◆ **SET PROBLEM**
Convert the records into a numbered list with blank lines removed, starting at the line containing "The response MUST carry one point per instance of the grass" and ending at the end of the records, with both ends included. Convert only those lines.

◆ **MATERIALS PROVIDED**
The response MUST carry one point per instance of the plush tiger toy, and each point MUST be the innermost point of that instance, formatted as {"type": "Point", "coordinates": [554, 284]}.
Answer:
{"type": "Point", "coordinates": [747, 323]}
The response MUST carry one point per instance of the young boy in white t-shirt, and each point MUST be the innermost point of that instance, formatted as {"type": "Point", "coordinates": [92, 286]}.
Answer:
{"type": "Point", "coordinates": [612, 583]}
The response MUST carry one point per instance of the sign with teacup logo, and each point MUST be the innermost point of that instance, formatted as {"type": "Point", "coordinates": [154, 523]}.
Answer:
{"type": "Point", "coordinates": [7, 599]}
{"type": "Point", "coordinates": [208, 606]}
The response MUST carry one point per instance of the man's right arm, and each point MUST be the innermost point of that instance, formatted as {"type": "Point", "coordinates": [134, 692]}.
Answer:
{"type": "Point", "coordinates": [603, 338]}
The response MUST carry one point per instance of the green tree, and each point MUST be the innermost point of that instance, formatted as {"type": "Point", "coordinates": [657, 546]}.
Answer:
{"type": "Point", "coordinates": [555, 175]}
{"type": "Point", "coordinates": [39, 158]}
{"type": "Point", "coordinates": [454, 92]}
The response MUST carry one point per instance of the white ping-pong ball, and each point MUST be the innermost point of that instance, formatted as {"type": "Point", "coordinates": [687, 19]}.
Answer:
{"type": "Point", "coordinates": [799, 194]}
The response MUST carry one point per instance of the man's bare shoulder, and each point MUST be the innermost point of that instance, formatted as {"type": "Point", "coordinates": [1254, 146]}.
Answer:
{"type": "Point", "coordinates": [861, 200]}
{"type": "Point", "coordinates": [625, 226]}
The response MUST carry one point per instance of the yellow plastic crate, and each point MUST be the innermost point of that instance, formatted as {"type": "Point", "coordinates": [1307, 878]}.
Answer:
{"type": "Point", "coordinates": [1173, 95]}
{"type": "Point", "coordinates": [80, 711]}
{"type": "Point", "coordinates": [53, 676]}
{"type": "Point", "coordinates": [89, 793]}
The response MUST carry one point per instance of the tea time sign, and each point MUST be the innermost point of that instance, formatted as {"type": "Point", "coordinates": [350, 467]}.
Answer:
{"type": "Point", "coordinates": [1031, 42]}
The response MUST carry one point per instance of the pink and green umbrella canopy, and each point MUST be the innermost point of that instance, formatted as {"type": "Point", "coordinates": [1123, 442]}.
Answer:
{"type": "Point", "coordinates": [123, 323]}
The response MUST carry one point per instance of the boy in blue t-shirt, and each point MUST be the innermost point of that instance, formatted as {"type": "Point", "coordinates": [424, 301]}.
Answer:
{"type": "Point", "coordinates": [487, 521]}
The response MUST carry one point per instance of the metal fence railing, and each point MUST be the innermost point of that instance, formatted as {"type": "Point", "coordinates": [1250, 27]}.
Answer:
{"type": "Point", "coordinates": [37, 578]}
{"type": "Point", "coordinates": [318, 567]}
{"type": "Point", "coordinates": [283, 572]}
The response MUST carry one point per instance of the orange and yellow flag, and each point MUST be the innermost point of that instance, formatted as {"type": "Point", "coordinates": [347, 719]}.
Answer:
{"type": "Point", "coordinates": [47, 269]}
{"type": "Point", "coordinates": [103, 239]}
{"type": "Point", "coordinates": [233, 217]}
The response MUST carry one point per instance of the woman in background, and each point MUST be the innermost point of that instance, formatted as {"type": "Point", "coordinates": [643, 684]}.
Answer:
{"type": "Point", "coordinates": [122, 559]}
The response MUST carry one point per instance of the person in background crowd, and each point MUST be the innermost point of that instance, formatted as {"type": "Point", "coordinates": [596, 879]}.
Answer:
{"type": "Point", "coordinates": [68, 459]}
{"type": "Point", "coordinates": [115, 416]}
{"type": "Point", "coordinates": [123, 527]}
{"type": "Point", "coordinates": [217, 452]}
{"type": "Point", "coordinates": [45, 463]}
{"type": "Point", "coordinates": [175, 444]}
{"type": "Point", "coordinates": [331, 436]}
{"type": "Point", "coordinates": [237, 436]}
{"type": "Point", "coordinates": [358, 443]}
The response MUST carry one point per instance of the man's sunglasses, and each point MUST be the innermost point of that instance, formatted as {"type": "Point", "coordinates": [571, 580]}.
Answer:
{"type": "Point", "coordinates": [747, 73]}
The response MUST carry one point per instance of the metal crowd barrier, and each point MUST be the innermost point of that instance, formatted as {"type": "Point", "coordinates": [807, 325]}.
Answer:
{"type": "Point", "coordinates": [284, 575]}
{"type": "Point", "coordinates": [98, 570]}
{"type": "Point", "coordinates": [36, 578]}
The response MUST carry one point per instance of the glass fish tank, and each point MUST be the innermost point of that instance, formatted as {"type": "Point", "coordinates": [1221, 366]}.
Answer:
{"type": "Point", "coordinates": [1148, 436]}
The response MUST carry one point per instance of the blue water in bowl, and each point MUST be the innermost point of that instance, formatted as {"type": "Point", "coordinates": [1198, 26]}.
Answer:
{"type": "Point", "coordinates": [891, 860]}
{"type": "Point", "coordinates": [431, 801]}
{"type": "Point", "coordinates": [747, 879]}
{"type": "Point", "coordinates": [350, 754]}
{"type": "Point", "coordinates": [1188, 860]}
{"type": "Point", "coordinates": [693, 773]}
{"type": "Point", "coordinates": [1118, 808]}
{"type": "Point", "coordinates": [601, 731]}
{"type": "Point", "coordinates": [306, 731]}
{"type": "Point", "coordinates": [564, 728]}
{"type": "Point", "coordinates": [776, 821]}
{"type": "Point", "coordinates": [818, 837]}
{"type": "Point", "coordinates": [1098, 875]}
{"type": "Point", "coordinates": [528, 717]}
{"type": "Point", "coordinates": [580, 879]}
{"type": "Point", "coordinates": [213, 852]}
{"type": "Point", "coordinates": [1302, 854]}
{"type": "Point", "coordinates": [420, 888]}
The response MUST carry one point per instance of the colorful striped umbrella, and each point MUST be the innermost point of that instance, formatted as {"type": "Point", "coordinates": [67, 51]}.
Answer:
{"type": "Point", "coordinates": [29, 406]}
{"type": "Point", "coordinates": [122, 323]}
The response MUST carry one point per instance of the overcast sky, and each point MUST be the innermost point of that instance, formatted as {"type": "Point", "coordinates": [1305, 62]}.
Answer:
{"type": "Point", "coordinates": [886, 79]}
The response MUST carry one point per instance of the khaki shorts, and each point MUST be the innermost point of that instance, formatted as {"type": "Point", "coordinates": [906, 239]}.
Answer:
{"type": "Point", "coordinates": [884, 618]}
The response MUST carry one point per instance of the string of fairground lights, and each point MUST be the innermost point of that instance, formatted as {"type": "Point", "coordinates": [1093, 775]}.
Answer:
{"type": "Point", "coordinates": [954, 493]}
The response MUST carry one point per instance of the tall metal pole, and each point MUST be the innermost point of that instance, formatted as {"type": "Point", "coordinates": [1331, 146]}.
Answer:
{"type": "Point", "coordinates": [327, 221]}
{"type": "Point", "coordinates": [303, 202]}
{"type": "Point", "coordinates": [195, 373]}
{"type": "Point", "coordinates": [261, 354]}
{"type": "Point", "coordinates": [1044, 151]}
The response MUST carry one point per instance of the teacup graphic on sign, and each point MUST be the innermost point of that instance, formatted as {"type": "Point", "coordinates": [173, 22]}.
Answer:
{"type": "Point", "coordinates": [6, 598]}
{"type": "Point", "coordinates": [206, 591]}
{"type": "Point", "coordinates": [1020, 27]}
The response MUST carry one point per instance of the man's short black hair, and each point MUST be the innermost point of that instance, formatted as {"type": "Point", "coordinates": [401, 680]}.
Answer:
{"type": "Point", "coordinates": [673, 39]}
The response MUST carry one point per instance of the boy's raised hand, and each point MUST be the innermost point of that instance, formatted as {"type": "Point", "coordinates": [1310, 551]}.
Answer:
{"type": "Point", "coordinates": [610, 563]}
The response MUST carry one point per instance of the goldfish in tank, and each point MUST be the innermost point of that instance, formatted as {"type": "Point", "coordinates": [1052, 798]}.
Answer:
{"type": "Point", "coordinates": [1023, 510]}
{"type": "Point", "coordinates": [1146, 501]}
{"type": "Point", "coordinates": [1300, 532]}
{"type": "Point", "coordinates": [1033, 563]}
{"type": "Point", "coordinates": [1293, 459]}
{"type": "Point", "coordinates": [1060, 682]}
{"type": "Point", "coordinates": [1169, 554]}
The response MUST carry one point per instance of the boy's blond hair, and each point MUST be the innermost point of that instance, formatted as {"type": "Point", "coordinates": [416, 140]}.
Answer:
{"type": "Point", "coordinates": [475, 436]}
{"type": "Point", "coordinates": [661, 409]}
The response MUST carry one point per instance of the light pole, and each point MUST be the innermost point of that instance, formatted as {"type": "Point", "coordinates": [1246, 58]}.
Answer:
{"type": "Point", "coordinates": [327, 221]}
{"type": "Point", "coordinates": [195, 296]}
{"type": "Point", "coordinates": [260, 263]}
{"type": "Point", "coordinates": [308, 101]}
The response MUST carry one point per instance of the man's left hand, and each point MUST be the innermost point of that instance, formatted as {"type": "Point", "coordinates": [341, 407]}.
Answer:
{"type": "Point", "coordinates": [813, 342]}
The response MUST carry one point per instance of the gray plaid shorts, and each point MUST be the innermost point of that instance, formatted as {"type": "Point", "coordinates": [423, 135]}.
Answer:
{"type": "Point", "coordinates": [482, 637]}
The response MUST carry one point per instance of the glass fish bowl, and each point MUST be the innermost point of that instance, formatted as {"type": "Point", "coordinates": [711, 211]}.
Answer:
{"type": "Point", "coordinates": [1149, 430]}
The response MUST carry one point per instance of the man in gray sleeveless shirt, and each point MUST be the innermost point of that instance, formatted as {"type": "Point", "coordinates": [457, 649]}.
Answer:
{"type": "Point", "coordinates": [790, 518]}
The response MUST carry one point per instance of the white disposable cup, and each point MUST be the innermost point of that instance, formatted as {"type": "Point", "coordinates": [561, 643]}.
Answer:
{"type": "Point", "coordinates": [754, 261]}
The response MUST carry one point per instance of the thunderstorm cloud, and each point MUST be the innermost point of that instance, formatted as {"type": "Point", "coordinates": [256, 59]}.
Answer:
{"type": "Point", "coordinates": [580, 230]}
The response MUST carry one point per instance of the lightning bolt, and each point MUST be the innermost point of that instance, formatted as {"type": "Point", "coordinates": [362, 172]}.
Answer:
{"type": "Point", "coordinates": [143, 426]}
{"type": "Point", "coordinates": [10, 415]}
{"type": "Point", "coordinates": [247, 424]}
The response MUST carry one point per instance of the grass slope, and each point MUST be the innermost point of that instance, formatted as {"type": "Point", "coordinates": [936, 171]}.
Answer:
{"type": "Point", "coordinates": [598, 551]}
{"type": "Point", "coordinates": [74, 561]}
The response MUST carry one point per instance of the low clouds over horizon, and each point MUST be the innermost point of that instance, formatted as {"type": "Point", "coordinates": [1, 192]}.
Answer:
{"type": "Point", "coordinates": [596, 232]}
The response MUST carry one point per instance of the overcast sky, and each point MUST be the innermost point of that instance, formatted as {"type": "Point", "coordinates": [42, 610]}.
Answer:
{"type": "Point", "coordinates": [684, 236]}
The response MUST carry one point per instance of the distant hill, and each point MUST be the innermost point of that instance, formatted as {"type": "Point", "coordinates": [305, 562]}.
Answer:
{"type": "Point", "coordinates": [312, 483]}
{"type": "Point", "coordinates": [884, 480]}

◆ **RESULT FOR THIS EXERCISE**
1. The response MUST carry one point per instance of the grass slope, and each point MUST be the innermost point of that instance, formatted as {"type": "Point", "coordinates": [936, 171]}.
2. Answer:
3. {"type": "Point", "coordinates": [598, 551]}
4. {"type": "Point", "coordinates": [74, 561]}
5. The response MUST carry one point per instance of the low clouds over horizon, and each point MUST be the innermost point of that instance, formatted as {"type": "Point", "coordinates": [1, 192]}.
6. Answer:
7. {"type": "Point", "coordinates": [596, 232]}
8. The response MUST carry one point per instance of the overcast sky, and each point MUST be the innermost point of that instance, formatted as {"type": "Point", "coordinates": [42, 610]}.
9. Answer:
10. {"type": "Point", "coordinates": [684, 236]}
11. The response MUST carry one point per instance of the distant hill, and each point MUST be the innermost point of that instance, formatted as {"type": "Point", "coordinates": [305, 562]}.
12. Answer:
13. {"type": "Point", "coordinates": [312, 483]}
14. {"type": "Point", "coordinates": [884, 480]}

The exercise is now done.